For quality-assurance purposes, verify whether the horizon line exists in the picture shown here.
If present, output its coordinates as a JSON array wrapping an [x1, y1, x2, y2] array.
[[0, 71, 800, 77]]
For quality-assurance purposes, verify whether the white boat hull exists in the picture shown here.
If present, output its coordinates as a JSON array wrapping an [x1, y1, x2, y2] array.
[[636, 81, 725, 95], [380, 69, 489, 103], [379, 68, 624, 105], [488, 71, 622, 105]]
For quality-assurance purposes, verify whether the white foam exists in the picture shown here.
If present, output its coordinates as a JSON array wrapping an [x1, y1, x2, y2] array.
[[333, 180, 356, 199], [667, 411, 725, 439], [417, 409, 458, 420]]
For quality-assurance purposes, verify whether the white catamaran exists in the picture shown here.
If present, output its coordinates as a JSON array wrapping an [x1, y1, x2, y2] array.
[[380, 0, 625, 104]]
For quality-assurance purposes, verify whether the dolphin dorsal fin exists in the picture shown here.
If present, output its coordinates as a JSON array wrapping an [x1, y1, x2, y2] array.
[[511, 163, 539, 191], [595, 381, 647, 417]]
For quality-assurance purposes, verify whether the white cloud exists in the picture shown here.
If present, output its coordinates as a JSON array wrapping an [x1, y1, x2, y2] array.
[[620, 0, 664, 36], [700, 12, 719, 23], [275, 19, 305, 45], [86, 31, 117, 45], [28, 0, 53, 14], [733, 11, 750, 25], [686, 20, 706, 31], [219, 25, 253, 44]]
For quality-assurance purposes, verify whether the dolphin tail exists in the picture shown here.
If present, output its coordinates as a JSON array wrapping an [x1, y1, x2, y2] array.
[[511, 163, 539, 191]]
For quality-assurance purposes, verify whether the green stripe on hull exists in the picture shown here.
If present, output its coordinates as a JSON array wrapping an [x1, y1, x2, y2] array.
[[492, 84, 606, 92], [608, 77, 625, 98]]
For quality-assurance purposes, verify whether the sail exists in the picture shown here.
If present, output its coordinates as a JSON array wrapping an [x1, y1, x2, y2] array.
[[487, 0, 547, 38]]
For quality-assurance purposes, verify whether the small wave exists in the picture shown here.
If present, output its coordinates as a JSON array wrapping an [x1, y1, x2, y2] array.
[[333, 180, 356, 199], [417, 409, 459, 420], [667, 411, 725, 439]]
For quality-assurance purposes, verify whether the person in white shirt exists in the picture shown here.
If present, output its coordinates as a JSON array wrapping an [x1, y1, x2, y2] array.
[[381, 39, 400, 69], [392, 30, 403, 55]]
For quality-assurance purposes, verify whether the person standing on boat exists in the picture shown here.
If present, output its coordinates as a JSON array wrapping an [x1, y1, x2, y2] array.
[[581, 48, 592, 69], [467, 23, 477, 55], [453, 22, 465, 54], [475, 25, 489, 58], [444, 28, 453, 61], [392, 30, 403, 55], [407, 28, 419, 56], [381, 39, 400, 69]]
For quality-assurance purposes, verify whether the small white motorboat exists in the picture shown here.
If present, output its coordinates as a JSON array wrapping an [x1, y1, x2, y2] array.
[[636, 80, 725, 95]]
* * *
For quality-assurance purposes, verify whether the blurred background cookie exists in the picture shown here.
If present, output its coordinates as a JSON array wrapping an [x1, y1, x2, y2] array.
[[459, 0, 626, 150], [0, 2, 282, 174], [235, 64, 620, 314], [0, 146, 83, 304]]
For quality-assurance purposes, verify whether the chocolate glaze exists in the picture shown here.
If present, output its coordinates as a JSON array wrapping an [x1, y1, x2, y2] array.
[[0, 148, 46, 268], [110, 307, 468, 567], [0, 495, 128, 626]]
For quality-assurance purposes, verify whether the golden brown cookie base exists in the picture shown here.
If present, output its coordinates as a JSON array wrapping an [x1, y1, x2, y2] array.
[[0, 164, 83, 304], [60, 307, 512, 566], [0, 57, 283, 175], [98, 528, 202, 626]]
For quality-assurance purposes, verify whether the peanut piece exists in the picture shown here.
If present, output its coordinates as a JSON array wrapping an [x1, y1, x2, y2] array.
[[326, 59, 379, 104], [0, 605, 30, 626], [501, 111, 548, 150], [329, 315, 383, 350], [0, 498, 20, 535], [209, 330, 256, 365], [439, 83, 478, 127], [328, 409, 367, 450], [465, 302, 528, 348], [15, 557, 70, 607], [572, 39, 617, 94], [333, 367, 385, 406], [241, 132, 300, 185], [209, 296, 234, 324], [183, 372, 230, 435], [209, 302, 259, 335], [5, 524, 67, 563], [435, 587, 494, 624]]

* Set problem *
Reproduce, without any change, the stretch of material above from the line containing "For quality-assurance purposes, verify whether the horizon" through the line containing "409, 458, 420]]".

* Solution to the exercise *
For quality-assurance purposes, verify whether the horizon line exists in the picture shown here.
If present, output its coordinates as a JSON array wrapping an [x1, y1, x2, y2] array.
[[0, 71, 800, 77]]
For quality-assurance purposes, verify whether the white boat hull exists in the picture shown here.
If present, output its coordinates as a JSON array wrapping an [x1, y1, x2, y2] array.
[[636, 81, 725, 95], [380, 69, 489, 103], [379, 68, 624, 105], [488, 71, 622, 105]]
For quality-assurance purposes, verify whether the white foam exists in the picture shown here.
If present, output its coordinates as a JSON array wrapping an [x1, y1, x2, y2] array.
[[333, 180, 356, 199], [667, 411, 725, 439], [417, 409, 458, 420]]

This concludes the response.